═════ TEXT SHOWN ═════

Expression of proteins controlling transbilayer movement of plasma membrane phospholipids in the B lymphocytes from a patient with Scott syndrome.

ABSTRACT

Scott syndrome is a rare inherited bleeding disorder in which platelets and other blood cells fail to promote normal assembly of the membrane-stabilized proteases of the plasma coagulation system. The defect in Scott blood cells is known to reflect inability to mobilize phosphatidylserine from inner plasma membrane leaflet to the cell surface in response to an elevation of Ca2+ at the endofacial surface. To gain insight into the molecular basis of this membrane defect, we examined the expression in Scott cells of plasma membrane proteins that have been implicated to participate in the accelerated transbilayer movement of plasma membrane PL. By both reverse transcriptase-polymerase chain reaction (RT-PCR) and functional assay, the level of expression of the multidrug resistance (MDR)1 and MDR3 P-glycoproteins in immortalized B-lymphoblast cell lines from the patient with Scott syndrome were indistinguishable from matched cell lines derived from normal controls. Whereas the plasma membrane of Scott cells are insensitive to activation of the plasma membrane PL scramblase pathway, it had been shown that PL scramblase protein isolated from detergent-solubilized Scott erythrocytes exhibits normal function when incorporated into proteoliposomes (Stout JG, Basse F, Luhm RA, Weiss HJ, Wiedmer T, Sims PJ J Clin Invest 992232, 1997). Consistent with this finding in Scott erythrocytes, we found that Scott lymphoblasts expressed normal levels of PL scramblase mRNA and protein, and that the deduced sequence of PL scramblase in Scott cells is identical to that of normal controls. These data suggest that the defect in Scott syndrome is related either to aberrant posttranslational processing of the PL scramblase polypeptide or to a defect or deficiency in an unknown cofactor that is required for normal expression of plasma membrane PL scramblase function in situ, or alternatively, reflects the presence of a detergent-dissociable inhibitor of this pathway.

═════ ENTRIES SHOWN ═════

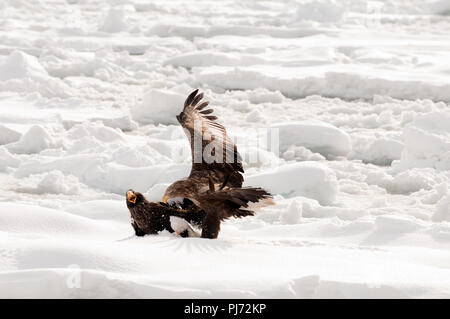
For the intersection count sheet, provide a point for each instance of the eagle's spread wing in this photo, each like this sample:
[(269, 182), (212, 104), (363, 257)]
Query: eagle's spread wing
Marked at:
[(225, 203), (213, 152)]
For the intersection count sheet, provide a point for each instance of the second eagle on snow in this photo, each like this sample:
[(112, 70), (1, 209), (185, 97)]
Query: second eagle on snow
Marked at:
[(213, 190)]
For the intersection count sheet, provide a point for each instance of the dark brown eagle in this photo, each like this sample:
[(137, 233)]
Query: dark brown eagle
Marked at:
[(213, 190)]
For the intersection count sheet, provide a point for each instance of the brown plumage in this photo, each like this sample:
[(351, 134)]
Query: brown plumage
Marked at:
[(204, 132), (153, 217)]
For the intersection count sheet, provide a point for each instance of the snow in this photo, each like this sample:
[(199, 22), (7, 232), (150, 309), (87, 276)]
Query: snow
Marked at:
[(357, 92)]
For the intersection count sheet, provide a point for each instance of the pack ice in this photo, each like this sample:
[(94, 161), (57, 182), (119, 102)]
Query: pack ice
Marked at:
[(358, 92)]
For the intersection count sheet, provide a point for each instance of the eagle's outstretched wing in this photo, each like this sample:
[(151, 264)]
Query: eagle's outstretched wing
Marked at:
[(213, 152)]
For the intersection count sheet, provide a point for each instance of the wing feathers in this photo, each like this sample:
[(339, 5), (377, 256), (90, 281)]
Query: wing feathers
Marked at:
[(198, 122)]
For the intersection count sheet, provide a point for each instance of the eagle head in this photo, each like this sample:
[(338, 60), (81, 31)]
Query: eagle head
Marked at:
[(134, 198)]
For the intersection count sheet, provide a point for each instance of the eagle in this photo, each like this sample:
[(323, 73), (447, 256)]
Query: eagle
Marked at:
[(213, 190)]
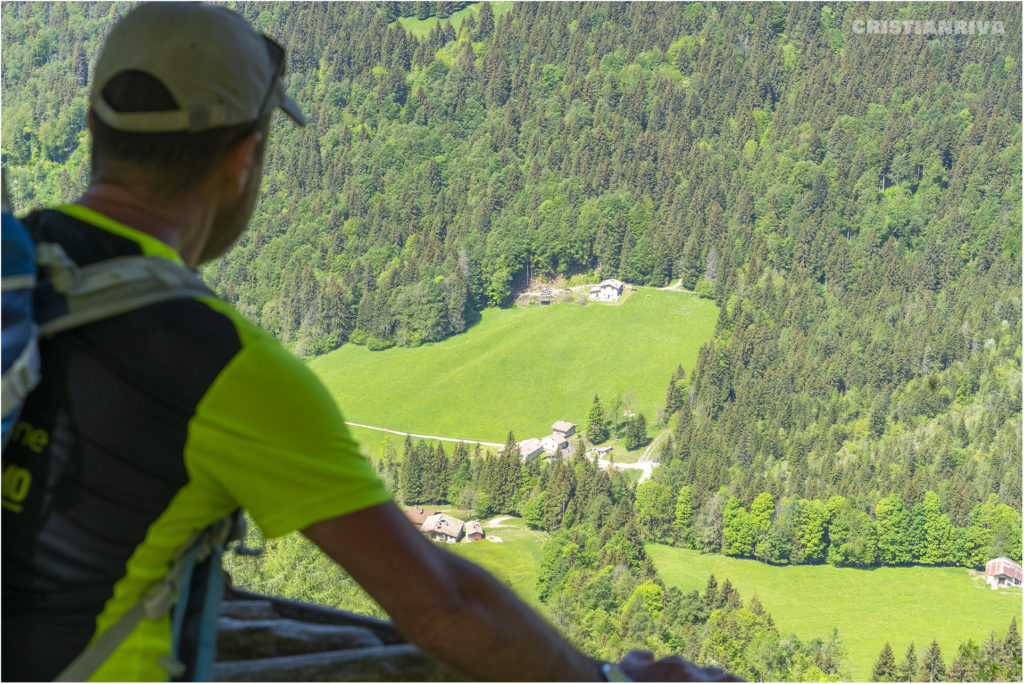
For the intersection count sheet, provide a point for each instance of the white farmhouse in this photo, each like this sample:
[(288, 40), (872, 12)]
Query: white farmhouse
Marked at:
[(530, 449), (608, 290), (555, 441), (442, 527)]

═════

**ASSIGNMENT 1:**
In the Scott syndrome abstract, do these statements agree with the text? Answer yes or no for each, and quote the deciding words.
(a) The levels of MDR1 and MDR3 P-glycoproteins in the patient's cell lines differed from those in normal controls.
(b) Scott lymphoblasts expressed normal levels of PL scramblase mRNA.
(c) Scott syndrome is a common acquired bleeding disorder.
**ASSIGNMENT 2:**
Who are all the authors listed in the study cited in parentheses in the Scott syndrome abstract?

**EXERCISE RESPONSE 1:**
(a) No: "were indistinguishable from matched cell lines derived from normal controls"
(b) Yes: "Scott lymphoblasts expressed normal levels of PL scramblase mRNA and protein"
(c) No: "Scott syndrome is a rare inherited bleeding disorder"

**EXERCISE RESPONSE 2:**
Stout JG, Basse F, Luhm RA, Weiss HJ, Wiedmer T, Sims PJ